* Task set:
1. Will you retype the section of the chess engine thread-scaling thread that begins with the words containing "Time control: 60" and ends with "with 16 threads)."?
2. Answer these questions about the chess engine thread-scaling thread:
(a) What CPU was used for the test?
(b) How many threads does TCEC use?
(c) Which engine is said to have crashed with 16 threads?
3. How would you carry on the chess engine thread-scaling thread from its final line?

* Passage provided:
————————

Re: Threads-Test - SF, Zappa, Komodo - 1 vs. 2, 4, 8, 16 Thr

Post by lucasart »

fastgm wrote:Threads-Test

Code: Select all

Test conditions:

CPU:          Dual AMD Opteron 6376 (2x 16 Cores) 
OS:           Windows 7 Professional 64-Bit 
Tool:         Cutechess-Cli 
Hash-Table:   128 MB    
Openings:     fq1500.pgn - 1500 different opening positions, changing colors (3000 games per match) 
Time control: 60 + 0.05 seconds per game
Zappa confirms the thesis to have a very good SMP implementation. Up to 8 threads the performance increase per thread at this time control is really phenomenal!

Komodo can completely convince in this test. A continuous increase up to 16 threads.
This shows that even at this low time control an outstanding SMP implementation is still working. Very impressive!

Image
Image
Very interesting:
  • Zappa, Komodo, SF all have good scaling up to 4 CPU. The difference in slope between Zappa and Komodo,SF can be explained at least partially by the effect mentionned by Uri. Even without SMP, doubling NPS gives less elo as the absolute level of engines rise. So with Komodo and SF it is expected to give less than for Zappa.
  • Komodo is scaling flawlessly.
  • Zappa has a problem with 16 threads (Martin also mentionned crashed with 16 threads).
  • SF really starts to see diminishing returns beyond what is normally expected. A real flattening. Performance with 8 and 16 threads is bad.
Fortunately, Joona came up with a patch which seems to be neutral with few threads and a drastic improvement with many threads. It will be interesting to redo the SF analysis, once Joona's patch is commited.

All this is very important because TCEC uses 16 threads...
Theory and practice sometimes clash. And when that happens, theory loses. Every single time.
lkaufman
Posts: 5960
Joined: Sun Jan 10, 2010 6:15 am
Location: Maryland USA

Re: Threads-Test - SF, Zappa, Komodo - 1 vs. 2, 4, 8, 16 Thr

Post by lkaufman »

————————

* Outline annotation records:

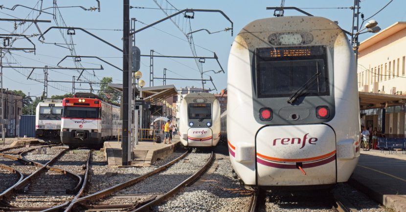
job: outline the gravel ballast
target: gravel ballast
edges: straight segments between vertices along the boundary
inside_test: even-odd
[[[50,148],[40,148],[27,152],[23,156],[27,160],[45,164],[65,149],[60,147]]]
[[[206,173],[182,191],[154,208],[154,211],[249,211],[252,192],[233,177],[227,149],[216,148],[216,160],[211,173]]]
[[[95,151],[92,153],[91,171],[87,194],[99,191],[144,174],[169,163],[183,153],[183,150],[176,151],[170,155],[153,163],[150,167],[117,168],[107,166],[103,152]]]

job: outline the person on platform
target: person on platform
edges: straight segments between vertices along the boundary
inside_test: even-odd
[[[373,148],[374,149],[377,149],[377,144],[378,144],[378,130],[377,130],[376,127],[374,128],[374,131],[372,132],[372,143],[374,144],[372,145]]]
[[[169,125],[171,124],[171,121],[168,120],[166,124],[164,126],[163,131],[165,134],[165,139],[163,140],[163,143],[166,144],[166,139],[168,139],[168,144],[172,144],[169,140]]]
[[[362,131],[362,132],[361,133],[361,134],[362,135],[362,137],[363,137],[363,140],[364,141],[365,141],[365,140],[366,141],[366,145],[367,145],[366,148],[367,149],[367,150],[369,150],[369,135],[370,135],[370,133],[369,133],[369,130],[366,129],[366,127],[364,127],[363,130]]]
[[[169,121],[169,141],[172,140],[172,132],[173,132],[173,125],[172,122]]]

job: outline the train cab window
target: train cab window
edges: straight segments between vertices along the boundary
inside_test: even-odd
[[[63,117],[66,118],[79,118],[97,119],[99,118],[98,107],[66,106],[63,110]]]
[[[329,95],[324,47],[261,48],[255,53],[258,98],[290,96],[306,84],[302,94]]]
[[[189,104],[189,118],[211,119],[211,106],[209,104]]]
[[[50,114],[51,107],[50,106],[40,106],[40,114]]]
[[[62,107],[53,106],[52,114],[54,115],[62,115]]]

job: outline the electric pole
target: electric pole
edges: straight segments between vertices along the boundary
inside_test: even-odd
[[[130,47],[130,2],[123,0],[123,120],[122,122],[122,161],[128,166],[128,108],[129,69],[128,57]]]

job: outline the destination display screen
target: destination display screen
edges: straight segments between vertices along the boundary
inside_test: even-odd
[[[259,48],[256,49],[255,54],[264,60],[267,58],[319,56],[325,54],[325,48],[321,46]]]

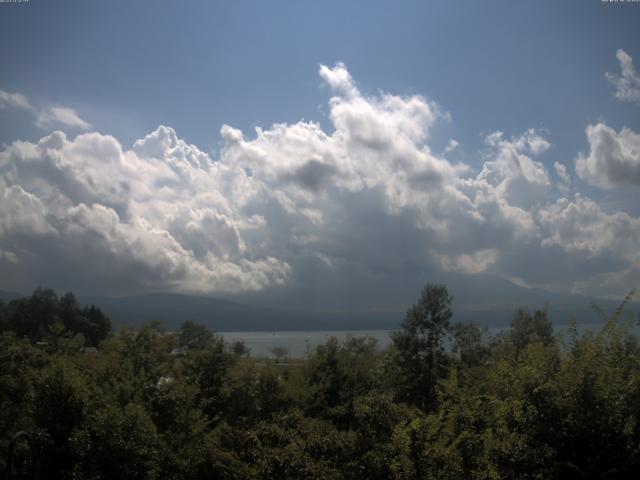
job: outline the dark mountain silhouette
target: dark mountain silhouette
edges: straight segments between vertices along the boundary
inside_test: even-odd
[[[443,279],[453,294],[453,321],[475,321],[495,327],[508,325],[520,307],[549,306],[549,317],[556,325],[568,323],[571,317],[579,323],[599,323],[602,317],[594,311],[598,305],[612,313],[619,300],[567,295],[543,289],[523,288],[495,276],[459,275]],[[20,293],[0,291],[0,299],[10,301]],[[391,306],[333,308],[282,308],[258,305],[240,297],[239,301],[183,295],[153,293],[127,297],[82,296],[79,302],[95,304],[112,320],[114,327],[138,326],[157,320],[164,328],[176,329],[192,320],[217,331],[270,330],[377,330],[397,328],[410,303]],[[286,303],[282,303],[286,305]],[[640,303],[627,306],[630,315],[638,316]]]

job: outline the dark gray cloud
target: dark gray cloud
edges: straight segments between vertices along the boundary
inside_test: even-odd
[[[585,292],[620,292],[620,278],[638,277],[640,220],[565,197],[571,178],[556,166],[566,188],[551,182],[539,131],[488,135],[474,173],[433,153],[431,130],[449,121],[433,101],[366,96],[342,64],[320,75],[334,94],[331,134],[301,121],[246,138],[225,125],[216,158],[166,126],[132,149],[99,133],[9,145],[0,288],[341,307],[402,303],[455,275]],[[609,143],[636,141],[623,133]],[[590,158],[578,173],[600,175]]]

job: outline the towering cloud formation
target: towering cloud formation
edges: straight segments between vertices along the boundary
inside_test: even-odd
[[[549,203],[560,192],[539,132],[487,136],[474,172],[430,148],[448,118],[433,101],[368,96],[343,64],[319,73],[331,133],[301,121],[249,138],[225,125],[216,158],[166,126],[131,149],[59,131],[6,147],[0,286],[243,292],[326,275],[393,283],[412,268],[617,293],[638,279],[638,219],[583,196]],[[585,176],[599,165],[584,162]]]
[[[576,160],[578,175],[592,185],[612,188],[640,185],[640,135],[623,128],[617,133],[604,123],[587,127],[589,155]]]

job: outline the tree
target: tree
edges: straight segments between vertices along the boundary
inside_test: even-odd
[[[391,334],[392,379],[399,400],[426,411],[436,407],[436,384],[446,374],[443,341],[450,333],[452,300],[447,287],[428,284],[407,311],[401,329]]]

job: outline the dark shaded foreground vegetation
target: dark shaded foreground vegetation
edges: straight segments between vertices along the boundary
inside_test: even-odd
[[[330,339],[283,365],[191,322],[110,332],[99,309],[37,290],[0,307],[0,476],[638,478],[623,307],[581,335],[519,310],[488,336],[450,323],[428,285],[385,351]],[[16,441],[7,465],[18,431],[32,455]]]

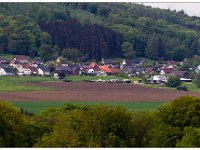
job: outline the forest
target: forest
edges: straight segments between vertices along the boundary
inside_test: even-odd
[[[0,147],[200,147],[200,99],[156,111],[65,104],[39,114],[0,102]]]
[[[184,11],[135,3],[1,3],[0,20],[4,54],[44,61],[70,55],[71,49],[81,60],[181,61],[200,55],[200,18]]]

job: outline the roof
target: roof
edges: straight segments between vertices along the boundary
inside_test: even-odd
[[[163,68],[162,69],[166,74],[170,74],[173,71],[173,68]]]
[[[177,77],[186,77],[187,76],[187,71],[179,71],[179,70],[174,70],[172,71],[172,74],[177,76]]]
[[[56,68],[56,70],[62,70],[62,71],[74,71],[76,69],[80,69],[80,67],[78,65],[68,65],[68,66],[60,66]]]
[[[177,65],[177,62],[174,61],[174,60],[169,60],[169,61],[167,62],[167,64],[168,64],[168,65]]]
[[[25,55],[15,55],[13,58],[16,58],[16,60],[28,60]]]
[[[113,64],[114,61],[110,58],[107,58],[107,59],[103,59],[102,62],[104,62],[104,65],[108,65],[108,64]]]
[[[120,69],[118,69],[118,68],[110,68],[108,65],[99,66],[99,68],[102,69],[103,71],[109,72],[109,73],[120,72]]]
[[[8,67],[2,67],[6,73],[12,73],[12,69]]]
[[[30,69],[30,65],[29,64],[22,64],[22,67],[26,68],[26,69]]]
[[[48,68],[46,68],[46,67],[44,67],[44,66],[38,66],[38,69],[41,69],[43,72],[50,72],[50,70],[48,69]]]
[[[1,61],[7,61],[4,57],[0,57],[0,62]]]
[[[91,62],[89,65],[90,68],[94,68],[96,66],[98,66],[96,62]]]

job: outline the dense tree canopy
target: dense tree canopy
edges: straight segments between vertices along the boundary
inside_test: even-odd
[[[199,147],[200,99],[184,96],[154,112],[65,104],[30,115],[0,103],[0,147]]]
[[[200,54],[200,18],[183,11],[132,3],[1,3],[0,18],[1,53],[40,56],[48,43],[53,58],[67,48],[90,59],[136,55],[180,61]],[[59,50],[52,50],[55,45]]]

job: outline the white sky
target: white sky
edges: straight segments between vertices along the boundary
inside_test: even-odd
[[[152,7],[171,10],[183,10],[189,16],[200,17],[200,2],[199,3],[143,3]]]

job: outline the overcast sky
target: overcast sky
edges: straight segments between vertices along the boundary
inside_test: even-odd
[[[189,16],[200,17],[200,2],[199,3],[143,3],[152,7],[171,10],[183,10]]]

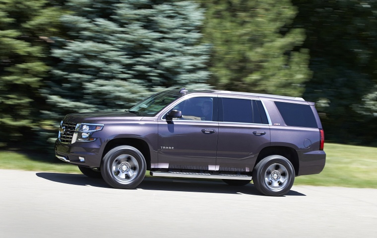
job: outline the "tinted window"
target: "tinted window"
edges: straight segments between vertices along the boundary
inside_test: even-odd
[[[251,100],[237,98],[222,98],[223,121],[252,123]]]
[[[309,105],[275,102],[287,126],[317,128],[313,111]]]
[[[173,109],[182,112],[181,120],[212,121],[213,102],[213,97],[192,97],[180,102]]]

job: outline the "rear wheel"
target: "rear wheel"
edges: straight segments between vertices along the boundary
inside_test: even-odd
[[[78,166],[78,169],[85,175],[90,178],[102,178],[102,175],[101,174],[100,171],[95,171],[87,167],[83,167],[82,166]]]
[[[102,177],[115,188],[134,188],[144,179],[146,170],[144,156],[137,149],[127,146],[108,152],[101,165]]]
[[[288,193],[295,181],[295,169],[287,158],[270,156],[263,159],[254,168],[254,186],[267,196],[283,196]]]
[[[232,186],[244,186],[250,183],[251,180],[243,180],[240,179],[222,179],[226,183]]]

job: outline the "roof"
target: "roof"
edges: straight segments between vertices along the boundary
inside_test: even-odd
[[[237,95],[240,96],[253,96],[257,97],[264,97],[264,98],[278,98],[281,99],[289,99],[295,100],[296,101],[305,101],[304,98],[302,97],[290,97],[287,96],[281,96],[279,95],[272,95],[272,94],[265,94],[262,93],[254,93],[252,92],[236,92],[233,91],[225,91],[222,90],[216,90],[216,89],[181,89],[181,93],[193,93],[195,92],[212,92],[216,93],[218,94],[224,95]]]

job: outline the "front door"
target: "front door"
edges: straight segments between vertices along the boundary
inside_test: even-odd
[[[219,129],[218,122],[213,121],[216,100],[188,99],[174,108],[182,112],[182,118],[167,121],[163,118],[159,122],[158,167],[214,170]]]

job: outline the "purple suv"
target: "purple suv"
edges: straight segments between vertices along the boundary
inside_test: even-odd
[[[216,90],[170,90],[126,112],[67,115],[56,157],[116,188],[152,176],[253,180],[282,196],[296,176],[319,173],[326,154],[314,104],[301,98]]]

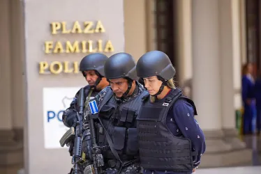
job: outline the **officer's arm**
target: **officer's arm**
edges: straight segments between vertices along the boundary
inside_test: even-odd
[[[184,100],[179,100],[173,107],[173,116],[183,136],[191,139],[192,147],[198,155],[193,158],[194,167],[200,163],[201,155],[206,150],[203,132],[194,118],[194,110],[191,104]]]
[[[95,100],[97,102],[97,105],[98,107],[99,107],[99,105],[100,104],[101,102],[103,100],[103,97],[106,94],[106,90],[101,90],[99,93],[95,96]],[[88,114],[91,114],[91,112],[90,111],[89,107],[85,107],[84,108],[84,115],[87,116]],[[85,120],[85,119],[84,119]],[[88,125],[87,120],[84,120],[84,122]],[[82,150],[87,155],[87,158],[91,161],[92,157],[91,157],[91,134],[90,134],[90,131],[89,129],[89,127],[84,129],[84,133],[83,133],[83,141],[82,141]]]

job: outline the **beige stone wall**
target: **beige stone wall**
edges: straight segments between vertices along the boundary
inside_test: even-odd
[[[95,42],[100,39],[103,42],[110,40],[114,50],[112,53],[106,53],[108,56],[113,53],[124,52],[123,1],[24,1],[24,16],[28,104],[24,129],[26,173],[67,173],[71,166],[71,157],[67,148],[46,148],[45,139],[49,137],[46,137],[48,130],[44,129],[47,118],[46,116],[45,117],[46,113],[44,112],[45,110],[43,108],[43,97],[50,96],[45,96],[45,90],[43,89],[56,87],[65,90],[68,87],[83,86],[87,84],[80,73],[39,74],[38,63],[46,61],[50,64],[53,61],[80,61],[87,53],[45,54],[45,42],[59,40],[64,45],[66,41],[72,42],[75,40],[93,40]],[[96,24],[98,20],[102,22],[105,29],[105,33],[57,35],[51,33],[51,22],[66,22],[67,25],[64,31],[73,31],[73,26],[76,21],[78,21],[82,27],[83,22],[94,22]],[[62,26],[62,24],[60,25]],[[61,31],[59,31],[59,33],[61,33]],[[103,47],[104,45],[105,42],[103,43]],[[103,47],[103,49],[104,49]],[[53,49],[50,50],[54,51]],[[54,101],[59,95],[60,90],[59,88],[57,93],[52,94]],[[50,100],[50,102],[52,102],[52,100]],[[62,125],[59,124],[58,126]],[[54,132],[53,134],[57,133]]]
[[[146,0],[124,1],[125,50],[134,58],[147,52]]]

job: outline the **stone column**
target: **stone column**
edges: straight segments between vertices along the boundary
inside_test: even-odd
[[[251,152],[228,141],[223,129],[234,127],[231,3],[192,1],[193,98],[198,111],[196,119],[206,136],[203,167],[251,161]]]
[[[13,128],[10,70],[10,6],[9,1],[0,2],[0,130],[10,130]]]

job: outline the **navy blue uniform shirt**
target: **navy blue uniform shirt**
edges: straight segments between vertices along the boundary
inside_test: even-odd
[[[167,113],[166,122],[167,127],[174,136],[183,136],[191,140],[193,150],[199,152],[198,156],[193,159],[194,168],[195,168],[200,163],[201,155],[206,150],[206,144],[204,134],[193,116],[194,109],[191,104],[185,99],[179,99]],[[174,173],[150,171],[144,168],[143,173],[191,174],[192,171],[188,173]]]

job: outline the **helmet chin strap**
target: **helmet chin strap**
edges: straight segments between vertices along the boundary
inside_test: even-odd
[[[121,96],[121,98],[126,97],[127,95],[128,95],[128,93],[130,93],[131,87],[133,86],[133,80],[130,79],[129,79],[129,78],[126,78],[126,79],[128,81],[127,81],[127,83],[128,83],[128,88],[127,88],[127,90],[125,91],[125,93],[122,95],[122,96]],[[107,81],[109,81],[109,83],[110,83],[109,79],[107,79]],[[112,89],[112,88],[111,88],[111,89]]]
[[[126,91],[125,91],[125,93],[122,95],[122,97],[123,98],[127,97],[128,93],[130,93],[130,88],[131,87],[133,86],[133,80],[130,79],[127,79],[128,80],[128,89]]]
[[[158,78],[158,80],[162,81],[162,84],[161,84],[161,86],[160,87],[160,89],[158,90],[158,93],[156,93],[154,95],[151,95],[151,96],[154,96],[154,97],[157,97],[157,95],[160,95],[162,93],[162,91],[163,90],[164,87],[165,86],[167,86],[167,81],[165,79],[164,79],[163,78],[162,78],[161,77],[158,77],[158,76],[157,76],[157,78]]]

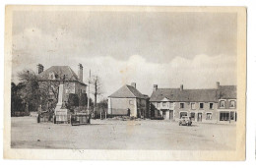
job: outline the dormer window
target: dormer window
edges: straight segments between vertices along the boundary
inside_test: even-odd
[[[54,73],[49,74],[49,80],[55,80],[55,75]]]
[[[221,100],[220,101],[220,107],[221,108],[224,108],[224,100]]]
[[[234,100],[230,100],[230,107],[234,108]]]

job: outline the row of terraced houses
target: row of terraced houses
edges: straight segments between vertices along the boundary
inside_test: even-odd
[[[215,88],[159,88],[154,84],[151,97],[142,94],[136,84],[125,84],[108,96],[109,115],[129,115],[138,118],[178,121],[190,116],[194,122],[236,122],[236,85]]]

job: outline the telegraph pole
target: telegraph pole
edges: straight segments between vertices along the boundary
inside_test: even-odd
[[[88,102],[87,102],[87,109],[88,109],[88,114],[90,115],[90,83],[91,83],[91,69],[89,72],[89,82],[88,82]]]

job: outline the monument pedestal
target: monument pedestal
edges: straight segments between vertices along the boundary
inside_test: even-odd
[[[56,123],[68,123],[70,121],[69,110],[66,109],[66,108],[63,108],[63,105],[62,105],[63,104],[62,96],[63,96],[63,84],[60,84],[58,103],[57,103],[56,108],[54,110]]]

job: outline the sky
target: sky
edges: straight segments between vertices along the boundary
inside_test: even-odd
[[[18,72],[84,66],[107,97],[123,84],[151,95],[159,87],[236,84],[234,13],[16,11],[12,81]]]

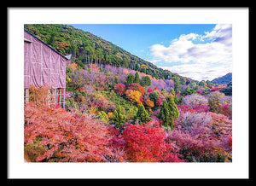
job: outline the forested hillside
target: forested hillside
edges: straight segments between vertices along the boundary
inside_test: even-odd
[[[29,89],[26,161],[232,161],[232,84],[189,81],[72,26],[25,27],[73,55],[65,108]]]
[[[139,71],[155,78],[171,79],[178,77],[182,84],[195,80],[157,67],[119,46],[90,32],[67,25],[25,25],[25,29],[50,45],[61,54],[72,54],[72,60],[84,64],[106,64]]]
[[[222,76],[222,77],[218,77],[217,78],[214,78],[213,80],[212,80],[211,82],[212,84],[228,84],[229,83],[230,83],[232,81],[232,73],[227,73],[226,75],[224,76]]]

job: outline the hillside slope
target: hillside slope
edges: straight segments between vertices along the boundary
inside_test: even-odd
[[[24,27],[61,54],[72,54],[73,61],[127,67],[155,78],[171,79],[179,77],[182,84],[195,82],[189,78],[159,68],[109,41],[71,26],[36,24],[25,25]]]
[[[232,73],[230,73],[224,76],[214,78],[213,80],[211,81],[211,83],[216,84],[227,84],[231,81],[232,81]]]

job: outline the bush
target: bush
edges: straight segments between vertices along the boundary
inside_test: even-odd
[[[157,121],[129,125],[123,135],[127,159],[131,162],[180,162]]]
[[[31,161],[116,162],[123,160],[121,150],[111,146],[110,141],[114,136],[109,127],[90,116],[29,102],[25,106],[25,124],[24,148],[26,157],[30,157]]]

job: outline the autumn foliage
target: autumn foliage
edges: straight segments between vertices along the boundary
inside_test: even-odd
[[[180,162],[157,121],[129,125],[124,131],[127,158],[131,162]]]

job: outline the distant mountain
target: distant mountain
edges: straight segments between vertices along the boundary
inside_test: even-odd
[[[182,84],[197,82],[164,70],[89,32],[62,24],[29,24],[24,28],[63,55],[71,54],[72,61],[123,67],[155,78],[179,78]]]
[[[227,84],[232,81],[232,73],[229,73],[224,76],[214,78],[211,83],[215,84]]]

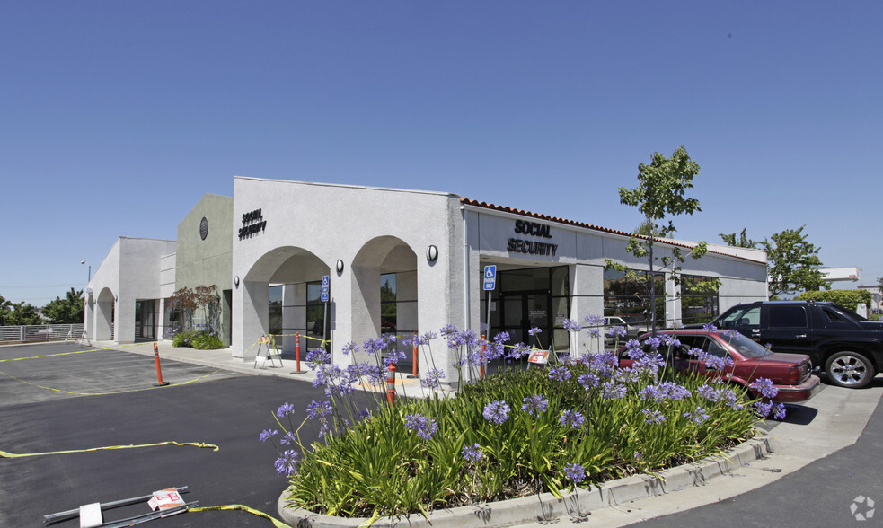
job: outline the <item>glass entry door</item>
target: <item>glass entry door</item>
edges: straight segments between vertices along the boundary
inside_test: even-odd
[[[509,333],[509,343],[549,348],[552,320],[548,291],[507,292],[502,295],[500,304],[502,330]],[[531,336],[528,331],[532,328],[542,331]]]

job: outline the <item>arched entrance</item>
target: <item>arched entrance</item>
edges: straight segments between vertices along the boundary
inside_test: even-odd
[[[312,297],[321,288],[317,285],[321,285],[322,277],[329,270],[328,265],[315,254],[294,246],[276,248],[258,259],[241,286],[245,289],[243,302],[245,342],[251,344],[263,335],[272,334],[285,355],[295,353],[296,334],[300,334],[305,352],[322,346],[331,333],[333,318],[330,317],[331,321],[326,322],[324,311],[317,311],[315,299]],[[244,356],[248,358],[255,353],[256,348],[252,348]]]
[[[110,291],[110,288],[102,288],[98,294],[98,300],[95,303],[94,339],[102,341],[113,340],[113,323],[116,321],[115,305],[113,292]]]
[[[362,341],[419,331],[417,255],[399,238],[368,241],[352,262],[352,337]]]

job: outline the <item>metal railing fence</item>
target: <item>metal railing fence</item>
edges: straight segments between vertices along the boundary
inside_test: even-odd
[[[27,326],[0,326],[0,343],[31,343],[57,339],[79,339],[84,324],[32,324]]]

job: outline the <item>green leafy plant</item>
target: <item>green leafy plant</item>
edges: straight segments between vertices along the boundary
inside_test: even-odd
[[[442,334],[451,346],[470,339],[469,330],[446,327]],[[367,341],[365,350],[379,354],[381,342]],[[655,343],[660,351],[673,346]],[[467,369],[485,358],[465,350],[458,357]],[[524,347],[488,350],[506,362]],[[513,364],[464,384],[455,397],[432,392],[394,407],[375,399],[372,410],[358,411],[353,383],[366,376],[379,385],[381,373],[330,365],[317,349],[308,363],[329,400],[311,402],[299,424],[294,406],[283,404],[260,439],[276,445],[277,471],[290,479],[290,506],[370,524],[545,491],[561,497],[578,485],[720,453],[754,435],[759,414],[746,405],[744,390],[675,373],[662,357],[636,349],[630,369],[603,351],[543,367]],[[318,427],[319,440],[305,445],[305,427]]]
[[[803,292],[796,298],[800,301],[827,301],[855,312],[859,303],[870,307],[874,296],[868,290],[826,290]]]

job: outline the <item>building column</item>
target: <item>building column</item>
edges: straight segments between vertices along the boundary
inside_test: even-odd
[[[570,318],[583,326],[587,315],[604,315],[604,268],[575,264],[570,266]],[[576,347],[571,352],[578,356],[598,351],[586,331],[577,332],[576,338],[571,335],[570,346]]]

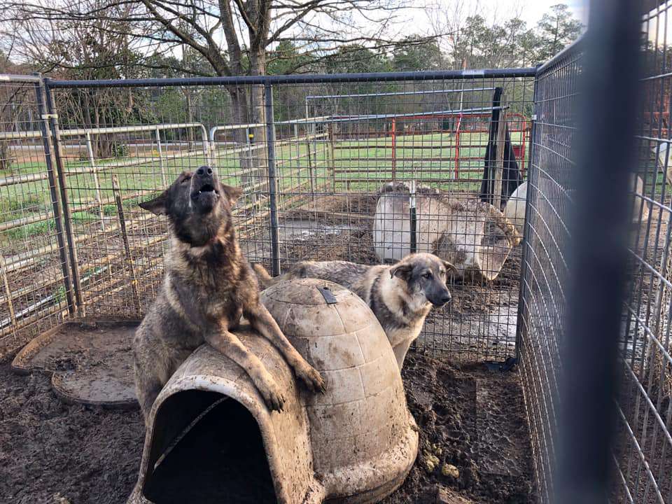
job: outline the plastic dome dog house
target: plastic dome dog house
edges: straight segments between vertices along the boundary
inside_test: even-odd
[[[242,368],[202,346],[156,400],[129,502],[374,503],[403,482],[418,434],[368,307],[312,279],[279,283],[262,300],[326,393],[298,386],[275,348],[244,327],[237,334],[285,391],[284,410],[270,412]]]

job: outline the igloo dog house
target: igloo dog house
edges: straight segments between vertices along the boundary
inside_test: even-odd
[[[417,430],[368,307],[312,279],[279,283],[262,300],[326,393],[298,386],[275,348],[244,326],[237,334],[285,391],[284,410],[271,412],[244,370],[204,345],[155,402],[129,502],[374,503],[403,482]]]

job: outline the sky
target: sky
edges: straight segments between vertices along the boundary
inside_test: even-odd
[[[411,14],[412,22],[405,23],[402,30],[408,34],[424,31],[429,34],[431,23],[428,13],[431,6],[449,7],[456,2],[463,4],[465,12],[479,12],[489,22],[518,16],[527,23],[528,27],[534,27],[544,14],[550,12],[551,6],[565,4],[577,19],[584,24],[587,22],[587,2],[582,0],[419,0],[419,7],[413,9]]]

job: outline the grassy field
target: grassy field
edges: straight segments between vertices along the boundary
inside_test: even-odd
[[[519,143],[520,135],[513,134],[514,144]],[[394,160],[391,137],[340,140],[332,146],[326,139],[320,139],[311,144],[312,148],[317,151],[316,156],[310,156],[313,165],[316,162],[317,165],[312,170],[313,186],[317,192],[322,192],[327,190],[325,186],[336,192],[372,192],[391,180],[393,172],[397,179],[423,180],[443,188],[472,190],[477,188],[477,172],[482,169],[480,159],[484,153],[487,134],[463,133],[460,141],[466,146],[462,146],[459,150],[461,161],[459,178],[456,181],[456,139],[450,134],[398,136]],[[247,153],[244,155],[246,156]],[[95,175],[81,172],[89,169],[90,164],[80,160],[78,156],[65,160],[68,197],[76,225],[99,220],[101,213],[104,218],[116,215],[113,176],[118,184],[124,206],[134,210],[139,200],[150,197],[164,187],[164,178],[170,183],[183,170],[193,170],[209,162],[204,154],[197,150],[172,153],[172,157],[163,161],[162,175],[158,152],[148,150],[141,155],[143,157],[97,160],[99,171]],[[259,156],[260,161],[255,162],[265,166],[265,149],[254,150],[252,155]],[[265,191],[265,169],[246,177],[241,173],[240,158],[241,153],[231,152],[230,148],[218,150],[215,165],[222,181],[230,185],[246,186],[251,192]],[[463,159],[467,158],[479,159]],[[304,140],[279,141],[276,161],[278,190],[281,195],[290,197],[311,190],[308,146]],[[469,169],[475,172],[470,173],[467,171]],[[45,174],[46,170],[43,162],[23,160],[13,164],[11,173],[0,172],[0,178],[24,179]],[[102,205],[96,202],[99,197],[97,186],[99,188]],[[52,219],[41,220],[51,215],[50,201],[47,180],[31,180],[0,186],[0,246],[16,245],[16,241],[28,245],[34,237],[52,233]]]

————————

* Task responses:
1.
Time control: 60 + 0.05 seconds per game
Zappa confirms the thesis to have a very good SMP implementation. Up to 8 threads the performance increase per thread at this time control is really phenomenal!

Komodo can completely convince in this test. A continuous increase up to 16 threads.
This shows that even at this low time control an outstanding SMP implementation is still working. Very impressive!

Image
Image
Very interesting:
  • Zappa, Komodo, SF all have good scaling up to 4 CPU. The difference in slope between Zappa and Komodo,SF can be explained at least partially by the effect mentionned by Uri. Even without SMP, doubling NPS gives less elo as the absolute level of engines rise. So with Komodo and SF it is expected to give less than for Zappa.
  • Komodo is scaling flawlessly.
  • Zappa has a problem with 16 threads (Martin also mentionned crashed with 16 threads).

2.
(a) A Dual AMD Opteron 6376 (2x 16 Cores).
(b) 16 threads.
(c) Zappa.

3.
lucasart wrote: Fortunately, Joona came up with a patch which seems to be neutral with few threads and a drastic improvement with many threads. It will be interesting to redo the SF analysis, once Joona's patch is commited.

All this is very important because TCEC uses 16 threads...
Is this patch in the version which is now playing in TCEC? If so at what stage of TCEC was it introduced?
Uri Blass
Posts: 10267
Joined: Thu Mar 09, 2006 12:37 am
Location: Tel-Aviv Israel

Re: Threads-Test - SF, Zappa, Komodo - 1 vs. 2, 4, 8, 16 Thr

Post by Uri Blass »

lkaufman wrote:
lucasart wrote: Fortunately, Joona came up with a patch which seems to be neutral with few threads and a drastic improvement with many threads. It will be interesting to redo the SF analysis, once Joona's patch is commited.

All this is very important because TCEC uses 16 threads...
Is this patch in the version which is now playing in TCEC? If so at what stage of TCEC was it introduced?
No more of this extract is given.